DIRECTIVE
Reproduce exactly the final portion of the data: every line from the one containing "Target: brick wall" through the last line, inclusive.

Object pointing dataset rows:
## start
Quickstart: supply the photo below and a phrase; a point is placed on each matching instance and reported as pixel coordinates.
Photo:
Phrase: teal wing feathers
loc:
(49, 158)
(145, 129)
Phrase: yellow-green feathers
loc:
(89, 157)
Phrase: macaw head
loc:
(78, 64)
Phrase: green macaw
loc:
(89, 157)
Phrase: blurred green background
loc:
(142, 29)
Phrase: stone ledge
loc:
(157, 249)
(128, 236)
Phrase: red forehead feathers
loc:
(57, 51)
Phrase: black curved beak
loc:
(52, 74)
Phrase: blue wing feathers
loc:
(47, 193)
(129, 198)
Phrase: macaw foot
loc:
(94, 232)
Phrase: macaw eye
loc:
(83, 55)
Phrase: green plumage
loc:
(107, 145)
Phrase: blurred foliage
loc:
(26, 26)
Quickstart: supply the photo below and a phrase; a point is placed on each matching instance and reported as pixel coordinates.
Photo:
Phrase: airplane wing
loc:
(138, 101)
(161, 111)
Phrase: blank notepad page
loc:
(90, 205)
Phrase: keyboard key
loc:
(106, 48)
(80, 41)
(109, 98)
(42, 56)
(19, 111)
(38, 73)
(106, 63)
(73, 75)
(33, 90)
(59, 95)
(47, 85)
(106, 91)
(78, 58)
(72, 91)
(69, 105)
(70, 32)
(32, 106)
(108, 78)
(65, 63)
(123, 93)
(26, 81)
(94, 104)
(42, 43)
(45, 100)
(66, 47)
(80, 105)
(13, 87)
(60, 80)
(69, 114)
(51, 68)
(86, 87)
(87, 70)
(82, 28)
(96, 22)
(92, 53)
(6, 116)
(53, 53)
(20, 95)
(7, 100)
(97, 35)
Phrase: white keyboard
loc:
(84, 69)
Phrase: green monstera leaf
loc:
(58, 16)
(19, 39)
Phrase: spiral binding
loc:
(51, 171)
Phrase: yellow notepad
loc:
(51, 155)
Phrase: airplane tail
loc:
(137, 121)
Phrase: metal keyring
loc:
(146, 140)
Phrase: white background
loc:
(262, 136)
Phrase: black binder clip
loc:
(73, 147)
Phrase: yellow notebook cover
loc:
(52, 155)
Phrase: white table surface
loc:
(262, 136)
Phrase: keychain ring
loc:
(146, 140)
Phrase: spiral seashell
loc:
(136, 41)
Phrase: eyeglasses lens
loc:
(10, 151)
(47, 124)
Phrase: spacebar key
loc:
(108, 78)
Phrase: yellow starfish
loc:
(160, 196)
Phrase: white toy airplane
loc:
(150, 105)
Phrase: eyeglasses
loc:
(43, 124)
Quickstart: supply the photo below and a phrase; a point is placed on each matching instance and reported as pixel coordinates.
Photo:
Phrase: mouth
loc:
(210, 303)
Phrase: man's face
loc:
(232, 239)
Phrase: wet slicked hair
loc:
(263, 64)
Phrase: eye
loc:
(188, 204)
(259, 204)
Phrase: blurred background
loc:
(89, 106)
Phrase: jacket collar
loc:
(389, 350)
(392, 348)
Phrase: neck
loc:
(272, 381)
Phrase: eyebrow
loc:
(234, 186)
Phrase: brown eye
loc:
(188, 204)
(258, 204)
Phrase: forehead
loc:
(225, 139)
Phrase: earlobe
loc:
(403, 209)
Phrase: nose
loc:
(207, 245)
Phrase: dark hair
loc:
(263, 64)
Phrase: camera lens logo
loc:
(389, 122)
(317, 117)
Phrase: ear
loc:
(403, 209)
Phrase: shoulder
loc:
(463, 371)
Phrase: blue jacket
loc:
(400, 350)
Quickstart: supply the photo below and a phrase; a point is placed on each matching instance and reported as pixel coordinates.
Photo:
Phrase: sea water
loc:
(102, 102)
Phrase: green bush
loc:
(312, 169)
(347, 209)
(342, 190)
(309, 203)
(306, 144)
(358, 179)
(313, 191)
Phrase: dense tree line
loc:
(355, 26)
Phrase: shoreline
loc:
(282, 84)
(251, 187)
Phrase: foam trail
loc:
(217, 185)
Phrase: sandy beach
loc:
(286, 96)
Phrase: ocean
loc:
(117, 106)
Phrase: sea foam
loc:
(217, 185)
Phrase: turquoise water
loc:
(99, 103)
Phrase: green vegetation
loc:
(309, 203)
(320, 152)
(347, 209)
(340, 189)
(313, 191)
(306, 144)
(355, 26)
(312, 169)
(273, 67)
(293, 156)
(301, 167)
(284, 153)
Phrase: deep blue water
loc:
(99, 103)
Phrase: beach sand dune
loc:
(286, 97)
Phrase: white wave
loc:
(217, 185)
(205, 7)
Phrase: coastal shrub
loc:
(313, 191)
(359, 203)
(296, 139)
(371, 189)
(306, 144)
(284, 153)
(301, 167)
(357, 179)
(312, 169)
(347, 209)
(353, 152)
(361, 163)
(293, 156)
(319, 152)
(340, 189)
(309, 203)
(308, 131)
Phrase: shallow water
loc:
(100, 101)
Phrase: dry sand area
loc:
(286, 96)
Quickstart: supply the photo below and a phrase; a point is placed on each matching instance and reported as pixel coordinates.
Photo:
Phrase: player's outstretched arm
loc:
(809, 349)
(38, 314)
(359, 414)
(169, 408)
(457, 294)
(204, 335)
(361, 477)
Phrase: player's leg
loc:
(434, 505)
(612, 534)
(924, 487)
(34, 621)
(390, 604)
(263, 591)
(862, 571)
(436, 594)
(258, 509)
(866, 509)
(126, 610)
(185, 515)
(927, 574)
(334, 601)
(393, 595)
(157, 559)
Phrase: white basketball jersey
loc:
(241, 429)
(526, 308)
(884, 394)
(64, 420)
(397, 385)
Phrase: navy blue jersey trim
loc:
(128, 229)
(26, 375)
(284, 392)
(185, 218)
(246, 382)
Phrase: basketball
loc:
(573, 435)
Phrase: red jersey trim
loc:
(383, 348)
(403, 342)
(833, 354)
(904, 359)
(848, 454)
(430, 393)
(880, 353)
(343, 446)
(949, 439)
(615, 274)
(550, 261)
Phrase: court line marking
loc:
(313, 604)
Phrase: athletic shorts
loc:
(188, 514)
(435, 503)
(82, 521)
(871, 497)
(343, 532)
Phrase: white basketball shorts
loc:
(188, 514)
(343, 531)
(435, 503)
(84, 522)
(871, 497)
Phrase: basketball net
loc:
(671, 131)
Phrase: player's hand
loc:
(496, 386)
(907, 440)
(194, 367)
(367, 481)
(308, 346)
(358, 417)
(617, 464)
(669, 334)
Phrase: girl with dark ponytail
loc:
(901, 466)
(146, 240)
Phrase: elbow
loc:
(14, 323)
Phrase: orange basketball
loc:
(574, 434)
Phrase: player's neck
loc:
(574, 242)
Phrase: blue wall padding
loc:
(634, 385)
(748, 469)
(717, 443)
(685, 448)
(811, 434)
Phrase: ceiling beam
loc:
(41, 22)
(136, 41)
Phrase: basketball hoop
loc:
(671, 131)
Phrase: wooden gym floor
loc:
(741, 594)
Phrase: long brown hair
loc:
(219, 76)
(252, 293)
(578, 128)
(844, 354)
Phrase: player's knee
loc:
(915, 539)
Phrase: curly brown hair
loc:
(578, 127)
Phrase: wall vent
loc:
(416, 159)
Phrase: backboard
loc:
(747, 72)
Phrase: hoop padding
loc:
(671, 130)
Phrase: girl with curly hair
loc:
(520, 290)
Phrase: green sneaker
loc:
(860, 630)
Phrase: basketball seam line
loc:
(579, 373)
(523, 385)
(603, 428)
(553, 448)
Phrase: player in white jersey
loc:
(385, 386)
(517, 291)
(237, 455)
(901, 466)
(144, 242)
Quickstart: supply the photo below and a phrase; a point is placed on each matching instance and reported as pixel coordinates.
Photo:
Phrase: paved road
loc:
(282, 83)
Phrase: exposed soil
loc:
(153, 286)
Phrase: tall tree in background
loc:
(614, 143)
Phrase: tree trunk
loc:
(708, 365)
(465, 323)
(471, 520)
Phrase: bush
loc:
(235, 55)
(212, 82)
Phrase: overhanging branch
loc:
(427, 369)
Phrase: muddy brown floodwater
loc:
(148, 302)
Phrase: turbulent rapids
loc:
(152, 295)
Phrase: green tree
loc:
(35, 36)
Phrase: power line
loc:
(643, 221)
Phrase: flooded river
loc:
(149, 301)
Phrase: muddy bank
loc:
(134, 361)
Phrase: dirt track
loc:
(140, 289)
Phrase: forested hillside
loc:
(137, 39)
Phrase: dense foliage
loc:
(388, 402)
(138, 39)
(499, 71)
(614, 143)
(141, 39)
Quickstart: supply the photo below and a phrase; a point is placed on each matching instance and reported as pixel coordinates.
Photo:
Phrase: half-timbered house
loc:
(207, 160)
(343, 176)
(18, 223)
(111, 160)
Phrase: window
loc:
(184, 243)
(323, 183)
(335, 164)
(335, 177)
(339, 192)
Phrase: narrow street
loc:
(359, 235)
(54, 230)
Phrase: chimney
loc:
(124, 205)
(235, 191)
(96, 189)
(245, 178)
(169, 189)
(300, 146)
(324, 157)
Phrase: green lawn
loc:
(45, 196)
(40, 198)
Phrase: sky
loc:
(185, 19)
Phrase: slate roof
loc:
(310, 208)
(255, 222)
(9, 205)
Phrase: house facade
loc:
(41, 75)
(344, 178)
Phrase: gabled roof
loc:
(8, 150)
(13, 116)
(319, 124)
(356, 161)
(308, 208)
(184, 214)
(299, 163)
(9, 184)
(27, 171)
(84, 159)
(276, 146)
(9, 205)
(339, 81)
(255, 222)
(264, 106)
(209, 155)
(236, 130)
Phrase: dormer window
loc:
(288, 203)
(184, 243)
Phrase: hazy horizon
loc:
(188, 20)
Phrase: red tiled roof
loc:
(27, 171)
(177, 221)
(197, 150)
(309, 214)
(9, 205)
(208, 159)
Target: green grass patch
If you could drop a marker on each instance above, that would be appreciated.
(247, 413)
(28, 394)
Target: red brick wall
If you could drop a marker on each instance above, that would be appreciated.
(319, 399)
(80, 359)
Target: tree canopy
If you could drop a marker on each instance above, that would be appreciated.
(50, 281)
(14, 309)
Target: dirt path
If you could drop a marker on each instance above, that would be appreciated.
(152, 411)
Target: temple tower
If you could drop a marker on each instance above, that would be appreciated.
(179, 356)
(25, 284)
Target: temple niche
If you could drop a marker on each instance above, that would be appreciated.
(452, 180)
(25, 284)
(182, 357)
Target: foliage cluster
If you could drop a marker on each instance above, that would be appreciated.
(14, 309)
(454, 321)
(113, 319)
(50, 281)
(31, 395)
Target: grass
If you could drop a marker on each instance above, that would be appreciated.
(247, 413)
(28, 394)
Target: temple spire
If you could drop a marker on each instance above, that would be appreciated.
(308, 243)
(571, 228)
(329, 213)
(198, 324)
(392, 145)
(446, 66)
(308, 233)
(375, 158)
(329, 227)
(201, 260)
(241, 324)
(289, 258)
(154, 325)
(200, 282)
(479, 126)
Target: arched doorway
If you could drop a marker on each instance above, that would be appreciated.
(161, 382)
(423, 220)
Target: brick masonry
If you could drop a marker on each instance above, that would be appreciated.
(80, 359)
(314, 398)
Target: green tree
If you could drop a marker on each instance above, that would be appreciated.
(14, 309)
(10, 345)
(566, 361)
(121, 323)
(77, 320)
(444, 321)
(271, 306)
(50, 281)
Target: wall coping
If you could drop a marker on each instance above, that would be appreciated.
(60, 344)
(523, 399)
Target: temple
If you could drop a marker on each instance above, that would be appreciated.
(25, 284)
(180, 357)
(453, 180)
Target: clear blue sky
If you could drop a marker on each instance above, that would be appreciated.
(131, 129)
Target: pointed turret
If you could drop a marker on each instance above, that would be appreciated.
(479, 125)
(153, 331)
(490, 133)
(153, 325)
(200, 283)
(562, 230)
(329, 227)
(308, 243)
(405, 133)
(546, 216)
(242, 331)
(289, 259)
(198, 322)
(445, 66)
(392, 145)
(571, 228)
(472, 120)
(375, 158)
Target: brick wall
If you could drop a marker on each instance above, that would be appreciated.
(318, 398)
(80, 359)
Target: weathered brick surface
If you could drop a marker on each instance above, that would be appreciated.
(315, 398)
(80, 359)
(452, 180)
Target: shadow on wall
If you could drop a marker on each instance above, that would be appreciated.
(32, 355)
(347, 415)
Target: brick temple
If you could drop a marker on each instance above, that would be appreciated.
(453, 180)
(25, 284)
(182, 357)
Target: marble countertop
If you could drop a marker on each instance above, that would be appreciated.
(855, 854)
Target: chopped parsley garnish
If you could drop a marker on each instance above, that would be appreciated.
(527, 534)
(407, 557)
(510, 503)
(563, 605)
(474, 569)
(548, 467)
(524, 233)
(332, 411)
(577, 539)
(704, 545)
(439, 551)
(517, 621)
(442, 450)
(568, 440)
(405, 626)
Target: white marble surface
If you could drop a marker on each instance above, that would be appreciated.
## end
TASK SOLUTION
Target: brick wall
If you could drop a marker on each instance above, that would be appreciated.
(318, 398)
(80, 359)
Target: weathered brick surface
If you could drop a marker on each instance above, that would be appreciated.
(315, 398)
(80, 359)
(452, 180)
Target: shadow on wall
If you could drop a marker on each instance above, that would be appreciated.
(32, 355)
(347, 415)
Target: brick temple
If you could drop a marker on each instance above, that would be appreciated.
(453, 180)
(25, 284)
(182, 357)
Target: marble countertop
If you could drop a marker on each instance above, that would be appreciated.
(855, 854)
Target: chopped parsley garnish
If you could drop a marker on each instance above, that would be appreciated.
(527, 534)
(407, 557)
(510, 503)
(563, 605)
(474, 569)
(548, 467)
(524, 233)
(332, 411)
(577, 539)
(704, 545)
(439, 551)
(517, 621)
(442, 450)
(568, 440)
(405, 626)
Target: white marble surface
If you could drop a marker on each instance above, that would be appreciated.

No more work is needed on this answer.